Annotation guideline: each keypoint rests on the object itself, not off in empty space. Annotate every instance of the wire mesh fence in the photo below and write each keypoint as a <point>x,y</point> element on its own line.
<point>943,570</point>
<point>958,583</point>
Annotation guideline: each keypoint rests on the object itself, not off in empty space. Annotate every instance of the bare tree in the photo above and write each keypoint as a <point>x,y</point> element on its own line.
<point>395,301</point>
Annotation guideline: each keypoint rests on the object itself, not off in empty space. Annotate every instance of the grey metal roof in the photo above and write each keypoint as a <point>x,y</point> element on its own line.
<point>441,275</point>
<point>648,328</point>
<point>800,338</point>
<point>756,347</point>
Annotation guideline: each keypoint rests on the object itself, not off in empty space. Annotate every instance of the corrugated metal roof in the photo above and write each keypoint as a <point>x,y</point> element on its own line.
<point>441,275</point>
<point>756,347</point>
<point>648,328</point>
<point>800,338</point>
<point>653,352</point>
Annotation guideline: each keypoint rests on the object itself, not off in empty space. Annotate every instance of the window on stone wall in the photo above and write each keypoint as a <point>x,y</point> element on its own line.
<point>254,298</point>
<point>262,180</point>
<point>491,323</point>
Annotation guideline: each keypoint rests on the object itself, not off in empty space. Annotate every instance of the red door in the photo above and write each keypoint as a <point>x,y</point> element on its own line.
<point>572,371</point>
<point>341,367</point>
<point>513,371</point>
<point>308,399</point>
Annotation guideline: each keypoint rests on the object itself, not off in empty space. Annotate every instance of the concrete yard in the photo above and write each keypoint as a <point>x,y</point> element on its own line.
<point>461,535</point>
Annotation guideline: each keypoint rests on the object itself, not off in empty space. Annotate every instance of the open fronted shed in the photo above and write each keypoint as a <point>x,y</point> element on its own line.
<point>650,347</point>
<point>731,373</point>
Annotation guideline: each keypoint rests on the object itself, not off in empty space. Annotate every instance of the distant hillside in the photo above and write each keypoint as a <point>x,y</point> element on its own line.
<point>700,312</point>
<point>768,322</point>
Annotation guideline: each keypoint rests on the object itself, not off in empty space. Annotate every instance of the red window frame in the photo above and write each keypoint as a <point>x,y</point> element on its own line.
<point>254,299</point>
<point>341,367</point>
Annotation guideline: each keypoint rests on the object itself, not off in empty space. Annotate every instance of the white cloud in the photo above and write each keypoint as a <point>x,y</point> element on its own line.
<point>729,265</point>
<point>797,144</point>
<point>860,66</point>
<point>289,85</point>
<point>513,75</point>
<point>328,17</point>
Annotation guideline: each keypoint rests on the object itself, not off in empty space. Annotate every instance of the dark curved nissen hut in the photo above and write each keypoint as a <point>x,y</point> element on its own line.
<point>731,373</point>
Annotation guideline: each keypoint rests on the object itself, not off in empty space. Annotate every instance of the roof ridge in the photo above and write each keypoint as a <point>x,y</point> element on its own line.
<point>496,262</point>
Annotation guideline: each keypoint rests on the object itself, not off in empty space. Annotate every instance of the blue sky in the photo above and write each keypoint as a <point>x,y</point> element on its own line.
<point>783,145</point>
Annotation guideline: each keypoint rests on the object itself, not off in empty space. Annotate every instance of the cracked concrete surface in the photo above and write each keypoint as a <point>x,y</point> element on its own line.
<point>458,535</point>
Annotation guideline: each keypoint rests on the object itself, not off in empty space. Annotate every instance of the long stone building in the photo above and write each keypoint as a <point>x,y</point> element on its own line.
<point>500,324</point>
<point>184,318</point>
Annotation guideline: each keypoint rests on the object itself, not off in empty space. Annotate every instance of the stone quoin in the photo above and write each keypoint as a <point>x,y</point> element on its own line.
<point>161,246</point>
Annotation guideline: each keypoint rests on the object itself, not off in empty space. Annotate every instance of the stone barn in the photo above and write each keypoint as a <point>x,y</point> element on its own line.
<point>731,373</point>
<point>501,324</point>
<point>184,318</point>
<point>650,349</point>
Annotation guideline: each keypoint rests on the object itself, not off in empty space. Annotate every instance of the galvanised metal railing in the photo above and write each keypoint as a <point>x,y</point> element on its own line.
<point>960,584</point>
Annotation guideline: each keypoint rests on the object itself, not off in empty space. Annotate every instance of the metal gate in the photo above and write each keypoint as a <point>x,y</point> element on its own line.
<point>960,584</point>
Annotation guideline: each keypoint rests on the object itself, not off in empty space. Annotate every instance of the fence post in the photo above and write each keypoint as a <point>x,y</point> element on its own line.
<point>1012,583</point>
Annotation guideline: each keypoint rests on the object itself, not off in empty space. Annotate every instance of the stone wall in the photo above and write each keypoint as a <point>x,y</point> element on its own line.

• The task: Lay out every line of the entries above as a Markdown table with two columns: Row, which numbers the lines in order, and Line, which holds each line's text. Leave out any blank lines.

• Full answer:
| Row | Line |
|---|---|
| 1 | Annotation guideline: each keypoint rests on the object itself, not off in empty space. Annotate every instance of the wire mesh fence in the photo below and write each keypoint as a <point>x,y</point> element on its own line. |
| 2 | <point>943,570</point> |
| 3 | <point>958,583</point> |
| 4 | Annotation guideline: each keypoint rests on the object itself, not off in empty space. Annotate every instance of the bare tree in the photo above and write each keypoint as a <point>x,y</point> element on its own line. |
| 5 | <point>395,301</point> |
| 6 | Annotation guideline: each keypoint rests on the object itself, not off in empty space. Annotate every instance of the grey metal roof in the photo above and write each keypoint as a <point>x,y</point> element on its own line. |
| 7 | <point>441,275</point> |
| 8 | <point>648,328</point> |
| 9 | <point>800,338</point> |
| 10 | <point>756,347</point> |
| 11 | Annotation guideline: each keypoint rests on the object itself, not off in empty space. Annotate every instance of the corrugated metal roof in the photo above and write each keypoint as a <point>x,y</point> element on its own line. |
| 12 | <point>441,275</point> |
| 13 | <point>756,347</point> |
| 14 | <point>648,328</point> |
| 15 | <point>800,338</point> |
| 16 | <point>653,352</point> |
| 17 | Annotation guideline: each keypoint rests on the object itself, not off in empty space. Annotate every instance of the window on stone wall in the photo above and write each keypoint as a <point>x,y</point> element on its own line. |
| 18 | <point>254,298</point> |
| 19 | <point>262,180</point> |
| 20 | <point>491,323</point> |
| 21 | Annotation guideline: each keypoint rests on the object itself, not off in empty space. Annotate every instance of the red door in the photo above and write each keypoint as a <point>x,y</point> element on its own line. |
| 22 | <point>572,371</point> |
| 23 | <point>341,367</point> |
| 24 | <point>513,371</point> |
| 25 | <point>308,399</point> |
| 26 | Annotation guideline: each keypoint rests on the object itself, not off in empty space. Annotate every instance of the concrete yard in the photo above and write each keypoint as a <point>x,y</point> element on its own line. |
| 27 | <point>461,535</point> |
| 28 | Annotation guideline: each keypoint rests on the object itself, not off in empty space. Annotate every instance of the open fronted shed in the photo above and write each keypoint as a <point>x,y</point> element on its own line. |
| 29 | <point>650,347</point> |
| 30 | <point>731,373</point> |
| 31 | Annotation guideline: each keypoint rests on the object itself, not off in empty space. Annotate every instance of the distant hillside in the photo above and write each keypoint as a <point>x,y</point> element on its own line. |
| 32 | <point>700,312</point> |
| 33 | <point>768,322</point> |
| 34 | Annotation guideline: each keypoint rests on the object itself, not off in empty space. Annotate every instance of the red window frame in the photo above and write each keypoint as a <point>x,y</point> element on its own line. |
| 35 | <point>254,299</point> |
| 36 | <point>341,367</point> |
| 37 | Annotation guideline: each keypoint rests on the object itself, not off in empty space. Annotate every instance of the white cloud in the photo above and write each keypoint as a <point>x,y</point> element on its own line. |
| 38 | <point>729,265</point> |
| 39 | <point>797,144</point> |
| 40 | <point>860,66</point> |
| 41 | <point>289,85</point> |
| 42 | <point>513,75</point> |
| 43 | <point>328,17</point> |
| 44 | Annotation guideline: each keypoint rests on the object itself, not off in empty space. Annotate every instance of the dark curved nissen hut in the photo above and write each keypoint as a <point>x,y</point> element on its own line. |
| 45 | <point>731,373</point> |
| 46 | Annotation guideline: each keypoint rests on the object itself, not off in empty space. Annotate every instance of the roof ridge in the photo above and write each keypoint as a <point>x,y</point> element on its own line. |
| 47 | <point>496,262</point> |
| 48 | Annotation guideline: each keypoint rests on the object itself, not off in empty space. Annotate every instance of the blue sky in the photo above and write each keypoint as a <point>x,y</point> element on its own line. |
| 49 | <point>783,145</point> |
| 50 | Annotation guideline: each keypoint rests on the object itself, not off in empty space. Annotate every instance of the cracked concrete surface in the photo above and write each keypoint as a <point>x,y</point> element on its own line. |
| 51 | <point>458,535</point> |
| 52 | Annotation guideline: each keypoint rests on the object itself, not off in empty space. Annotate every instance of the long stone building in the photo above and write each keypoint as a <point>x,y</point> element on its own line. |
| 53 | <point>500,324</point> |
| 54 | <point>184,318</point> |
| 55 | Annotation guideline: each keypoint rests on the object itself, not off in empty space. Annotate every instance of the stone quoin in the photo above and write each keypoint as a <point>x,y</point> element on its own line. |
| 56 | <point>161,246</point> |
| 57 | Annotation guideline: each keypoint rests on the object itself, not off in empty space. Annotate every instance of the stone barn in the photo above and write each keypoint as a <point>x,y</point> element on its own line. |
| 58 | <point>731,373</point> |
| 59 | <point>501,324</point> |
| 60 | <point>184,318</point> |
| 61 | <point>650,349</point> |
| 62 | Annotation guideline: each keypoint rests on the object itself, not off in empty space. Annotate every instance of the galvanised metal railing in the photo above and write each keypoint as a <point>x,y</point> element on its own line. |
| 63 | <point>960,584</point> |
| 64 | Annotation guideline: each keypoint rests on the object itself, not off in empty space. Annotate every instance of the metal gate in the photo above and write each keypoint as a <point>x,y</point> element on its own line. |
| 65 | <point>960,584</point> |
| 66 | Annotation guideline: each keypoint rests on the object itself, not off in empty space. Annotate every instance of the fence post in the photo above and write each keypoint as a <point>x,y</point> element on its own line. |
| 67 | <point>1012,583</point> |
| 68 | Annotation guideline: each keypoint rests on the object itself, not off in empty space. Annotate every instance of the stone wall in the photo above and write each keypoint as a <point>x,y</point> element on its own line. |